- [STATED PROBLEM]: Please copy out the rows below, swapping every "outline" for "contour" and keeping everything else the same.

- [MATERIAL PROVIDED]:
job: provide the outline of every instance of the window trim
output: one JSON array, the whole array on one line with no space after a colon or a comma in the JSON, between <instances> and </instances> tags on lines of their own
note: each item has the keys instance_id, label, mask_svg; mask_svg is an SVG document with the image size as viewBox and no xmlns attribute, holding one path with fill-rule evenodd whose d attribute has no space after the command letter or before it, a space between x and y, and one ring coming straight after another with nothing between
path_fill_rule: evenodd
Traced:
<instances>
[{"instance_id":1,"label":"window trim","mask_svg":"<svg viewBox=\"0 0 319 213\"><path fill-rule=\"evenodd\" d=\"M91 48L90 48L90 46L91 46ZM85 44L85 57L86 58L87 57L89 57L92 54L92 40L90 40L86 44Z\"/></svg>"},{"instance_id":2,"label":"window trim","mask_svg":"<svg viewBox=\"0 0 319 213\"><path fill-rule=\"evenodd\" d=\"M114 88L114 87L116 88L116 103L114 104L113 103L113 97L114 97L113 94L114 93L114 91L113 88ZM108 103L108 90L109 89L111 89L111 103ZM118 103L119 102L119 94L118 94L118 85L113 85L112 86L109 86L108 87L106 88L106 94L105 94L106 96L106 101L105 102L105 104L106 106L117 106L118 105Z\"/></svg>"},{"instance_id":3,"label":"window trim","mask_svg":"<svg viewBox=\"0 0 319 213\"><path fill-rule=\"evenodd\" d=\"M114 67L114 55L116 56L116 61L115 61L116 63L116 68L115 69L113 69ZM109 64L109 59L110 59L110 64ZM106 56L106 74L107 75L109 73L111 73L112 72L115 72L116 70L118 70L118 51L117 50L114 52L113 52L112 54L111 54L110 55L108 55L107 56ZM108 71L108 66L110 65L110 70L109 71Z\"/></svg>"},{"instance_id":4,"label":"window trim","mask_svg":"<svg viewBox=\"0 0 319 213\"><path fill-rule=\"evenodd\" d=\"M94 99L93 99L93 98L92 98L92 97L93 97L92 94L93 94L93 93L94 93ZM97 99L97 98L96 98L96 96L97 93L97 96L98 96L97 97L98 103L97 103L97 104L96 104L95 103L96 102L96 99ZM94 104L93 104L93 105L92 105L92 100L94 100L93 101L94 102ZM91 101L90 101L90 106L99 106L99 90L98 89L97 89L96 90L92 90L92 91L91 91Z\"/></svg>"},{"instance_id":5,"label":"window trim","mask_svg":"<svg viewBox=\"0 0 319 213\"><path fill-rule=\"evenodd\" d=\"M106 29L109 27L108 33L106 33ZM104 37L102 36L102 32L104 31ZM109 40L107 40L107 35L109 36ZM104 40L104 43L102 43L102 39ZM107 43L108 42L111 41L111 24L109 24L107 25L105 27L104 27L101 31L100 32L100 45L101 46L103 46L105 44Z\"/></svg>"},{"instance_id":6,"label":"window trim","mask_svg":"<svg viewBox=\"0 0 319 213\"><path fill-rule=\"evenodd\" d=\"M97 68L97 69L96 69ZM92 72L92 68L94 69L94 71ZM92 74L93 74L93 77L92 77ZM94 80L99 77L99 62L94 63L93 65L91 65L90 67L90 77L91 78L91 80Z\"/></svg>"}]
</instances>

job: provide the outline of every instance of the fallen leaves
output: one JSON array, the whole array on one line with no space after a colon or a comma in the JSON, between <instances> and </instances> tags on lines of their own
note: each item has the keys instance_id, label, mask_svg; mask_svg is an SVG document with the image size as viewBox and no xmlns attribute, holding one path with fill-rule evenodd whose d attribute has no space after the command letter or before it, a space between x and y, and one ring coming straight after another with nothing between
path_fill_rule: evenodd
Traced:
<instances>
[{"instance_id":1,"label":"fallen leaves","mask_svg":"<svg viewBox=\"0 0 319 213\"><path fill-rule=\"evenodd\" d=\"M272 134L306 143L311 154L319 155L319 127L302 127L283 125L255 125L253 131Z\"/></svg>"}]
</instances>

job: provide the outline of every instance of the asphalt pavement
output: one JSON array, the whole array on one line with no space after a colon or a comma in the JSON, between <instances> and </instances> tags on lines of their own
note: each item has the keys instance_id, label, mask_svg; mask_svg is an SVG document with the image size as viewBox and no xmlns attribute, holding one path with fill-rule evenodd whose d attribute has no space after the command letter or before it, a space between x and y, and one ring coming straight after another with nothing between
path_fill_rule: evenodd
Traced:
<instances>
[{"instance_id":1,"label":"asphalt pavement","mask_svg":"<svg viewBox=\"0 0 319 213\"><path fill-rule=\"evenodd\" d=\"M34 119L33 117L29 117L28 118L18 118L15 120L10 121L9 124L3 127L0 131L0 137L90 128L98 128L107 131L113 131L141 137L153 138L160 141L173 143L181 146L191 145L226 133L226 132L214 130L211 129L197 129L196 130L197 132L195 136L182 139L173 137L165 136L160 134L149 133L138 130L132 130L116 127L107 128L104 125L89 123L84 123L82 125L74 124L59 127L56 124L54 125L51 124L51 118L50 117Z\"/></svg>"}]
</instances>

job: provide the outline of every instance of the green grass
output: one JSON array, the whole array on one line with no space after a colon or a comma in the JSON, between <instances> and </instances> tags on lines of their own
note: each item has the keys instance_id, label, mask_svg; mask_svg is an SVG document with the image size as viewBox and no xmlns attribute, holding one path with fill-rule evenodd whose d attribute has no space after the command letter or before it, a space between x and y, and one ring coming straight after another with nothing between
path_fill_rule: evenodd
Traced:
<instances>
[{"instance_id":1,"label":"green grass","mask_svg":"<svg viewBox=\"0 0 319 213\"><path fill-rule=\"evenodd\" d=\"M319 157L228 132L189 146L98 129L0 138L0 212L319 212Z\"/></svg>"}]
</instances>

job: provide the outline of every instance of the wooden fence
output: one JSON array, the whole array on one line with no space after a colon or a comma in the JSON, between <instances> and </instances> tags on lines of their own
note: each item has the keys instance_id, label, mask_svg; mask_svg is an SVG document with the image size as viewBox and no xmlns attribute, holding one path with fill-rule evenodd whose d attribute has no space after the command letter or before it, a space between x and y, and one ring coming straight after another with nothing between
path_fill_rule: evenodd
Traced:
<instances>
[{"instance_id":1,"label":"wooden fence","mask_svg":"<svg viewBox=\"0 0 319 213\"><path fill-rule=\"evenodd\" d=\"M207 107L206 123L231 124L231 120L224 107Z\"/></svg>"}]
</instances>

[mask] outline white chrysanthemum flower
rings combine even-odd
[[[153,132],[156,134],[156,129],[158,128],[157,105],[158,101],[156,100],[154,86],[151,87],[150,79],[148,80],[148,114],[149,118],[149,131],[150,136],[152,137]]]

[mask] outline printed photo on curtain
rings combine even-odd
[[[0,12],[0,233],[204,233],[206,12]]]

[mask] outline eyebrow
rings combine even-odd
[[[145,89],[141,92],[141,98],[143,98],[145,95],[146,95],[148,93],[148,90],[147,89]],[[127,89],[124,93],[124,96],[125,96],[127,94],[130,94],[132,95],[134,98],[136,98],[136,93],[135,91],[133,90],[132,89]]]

- [WRITTEN SOLUTION]:
job: provide the contour of every instance of the window trim
output: one JSON array, the whole array on one line with no space after a colon or a comma in the JSON, between <instances> and </instances> tags on lines of their own
note: each item has the keys instance_id, label, mask_svg; mask_svg is an SVG document with the image size as viewBox and no xmlns attribute, holding one path with fill-rule evenodd whose d attribute has no space after the command letter or before it, a space between x and y, and one ring coming straight after another with nothing between
path_fill_rule: evenodd
Traced:
<instances>
[{"instance_id":1,"label":"window trim","mask_svg":"<svg viewBox=\"0 0 319 213\"><path fill-rule=\"evenodd\" d=\"M91 48L90 48L90 46L91 46ZM85 44L85 57L86 58L87 57L89 57L92 54L92 40L90 40L86 44Z\"/></svg>"},{"instance_id":2,"label":"window trim","mask_svg":"<svg viewBox=\"0 0 319 213\"><path fill-rule=\"evenodd\" d=\"M114 88L114 87L116 88L116 103L114 104L113 103L113 97L114 97L113 94L114 93L114 91L113 88ZM108 103L108 90L109 89L111 89L111 103ZM118 103L119 102L119 94L118 94L118 85L113 85L112 86L109 86L108 87L106 88L106 94L105 94L106 96L106 101L105 102L105 104L106 106L117 106L118 105Z\"/></svg>"},{"instance_id":3,"label":"window trim","mask_svg":"<svg viewBox=\"0 0 319 213\"><path fill-rule=\"evenodd\" d=\"M114 67L114 55L116 56L116 61L115 61L116 63L116 68L115 69L113 69ZM109 64L109 59L110 59L110 64ZM106 56L106 74L107 75L109 73L111 73L112 72L115 72L116 70L118 70L118 51L117 50L114 52L113 52L112 54L111 54L110 55L108 55L107 56ZM108 71L108 66L110 65L110 70L109 71Z\"/></svg>"},{"instance_id":4,"label":"window trim","mask_svg":"<svg viewBox=\"0 0 319 213\"><path fill-rule=\"evenodd\" d=\"M94 99L93 99L93 98L92 98L92 97L93 97L92 94L93 94L93 93L94 93ZM97 99L97 98L96 98L96 96L97 93L97 96L98 96L97 97L98 103L97 103L97 104L96 104L95 103L96 102L96 99ZM94 104L93 104L93 105L92 105L92 100L94 100L93 101L94 102ZM91 101L90 101L90 106L99 106L99 90L98 89L97 89L96 90L92 90L92 91L91 91Z\"/></svg>"},{"instance_id":5,"label":"window trim","mask_svg":"<svg viewBox=\"0 0 319 213\"><path fill-rule=\"evenodd\" d=\"M106 29L109 27L108 33L106 33ZM104 37L102 36L102 32L104 31ZM109 40L107 40L107 35L109 36ZM104 40L104 43L102 43L102 39ZM107 43L108 42L111 41L111 24L109 24L107 25L105 27L104 27L101 31L100 32L100 45L101 46L103 46L105 44Z\"/></svg>"},{"instance_id":6,"label":"window trim","mask_svg":"<svg viewBox=\"0 0 319 213\"><path fill-rule=\"evenodd\" d=\"M97 68L97 69L96 69ZM92 72L92 68L94 69L94 71ZM92 74L93 74L93 77L92 77ZM94 80L99 77L99 62L94 63L93 65L91 65L90 67L90 77L91 78L91 80Z\"/></svg>"}]
</instances>

job: provide the contour of every instance of the fallen leaves
output: one JSON array, the whole array on one line with no space after a colon or a comma in the JSON, between <instances> and </instances> tags on lines of their own
note: each item has the keys instance_id, label, mask_svg; mask_svg is an SVG document with the image size as viewBox and no xmlns attribute, holding one path with fill-rule evenodd whose d attribute has no space after the command letter or before it, a space between x and y, and one ring coming straight after another with nothing between
path_fill_rule: evenodd
Traced:
<instances>
[{"instance_id":1,"label":"fallen leaves","mask_svg":"<svg viewBox=\"0 0 319 213\"><path fill-rule=\"evenodd\" d=\"M272 134L306 143L311 154L319 155L319 127L302 127L283 125L255 125L253 131Z\"/></svg>"}]
</instances>

job: provide the contour of every instance of the asphalt pavement
output: one JSON array, the whole array on one line with no space after a colon or a comma in the JSON, between <instances> and </instances> tags on lines of their own
note: each item has the keys instance_id, label, mask_svg; mask_svg is an SVG document with the image size as viewBox and no xmlns attribute, holding one path with fill-rule evenodd whose d attribute has no space after the command letter or before it, a space between x and y, and one ring coming straight after another with nothing between
path_fill_rule: evenodd
Traced:
<instances>
[{"instance_id":1,"label":"asphalt pavement","mask_svg":"<svg viewBox=\"0 0 319 213\"><path fill-rule=\"evenodd\" d=\"M34 119L33 117L29 117L28 118L18 118L15 120L10 121L9 124L3 127L0 131L0 137L90 128L98 128L107 131L113 131L141 137L153 138L160 141L173 143L181 146L191 145L226 133L226 132L214 130L211 129L197 129L196 130L197 132L195 136L182 139L173 137L165 136L160 134L149 133L138 130L132 130L116 127L107 128L104 125L89 123L84 123L82 125L74 124L59 127L56 124L54 125L51 124L51 118L50 117Z\"/></svg>"}]
</instances>

job: provide the contour of every instance of the green grass
output: one JSON array, the whole array on one line with no space after a colon or a comma in the JSON, between <instances> and </instances> tags on lines of their own
note: each item has the keys instance_id, label, mask_svg; mask_svg is an SVG document with the image size as viewBox and no xmlns attribute, holding one path with fill-rule evenodd whose d attribute has no space after the command letter or before it, a space between x and y, and one ring coming straight after another with nothing between
path_fill_rule: evenodd
Traced:
<instances>
[{"instance_id":1,"label":"green grass","mask_svg":"<svg viewBox=\"0 0 319 213\"><path fill-rule=\"evenodd\" d=\"M319 157L228 132L189 146L98 129L0 138L0 212L319 212Z\"/></svg>"}]
</instances>

job: provide the contour of every instance of the wooden fence
output: one JSON array, the whole array on one line with no space after a colon or a comma in the JSON, between <instances> and </instances> tags on lines of their own
note: each item has the keys instance_id, label, mask_svg; mask_svg is an SVG document with the image size as viewBox and no xmlns attribute, holding one path with fill-rule evenodd whose d attribute has no space after the command letter or before it, a space between x and y, and one ring coming straight after another with nothing between
path_fill_rule: evenodd
Traced:
<instances>
[{"instance_id":1,"label":"wooden fence","mask_svg":"<svg viewBox=\"0 0 319 213\"><path fill-rule=\"evenodd\" d=\"M207 107L206 123L231 124L231 120L224 107Z\"/></svg>"}]
</instances>

[mask] contour white chrysanthemum flower
rings combine even-odd
[[[153,132],[156,134],[156,129],[158,128],[157,105],[158,101],[156,100],[154,86],[151,87],[150,79],[148,80],[148,114],[149,118],[149,131],[150,136],[152,137]]]

[mask] contour printed photo on curtain
rings combine even-odd
[[[0,12],[0,233],[204,233],[206,12]]]

[mask] contour eyebrow
rings combine even-odd
[[[145,89],[141,92],[141,98],[143,98],[145,95],[146,95],[148,93],[148,90],[147,89]],[[127,89],[124,93],[124,96],[125,96],[127,94],[130,94],[132,95],[134,98],[136,98],[136,93],[135,91],[133,90],[132,89]]]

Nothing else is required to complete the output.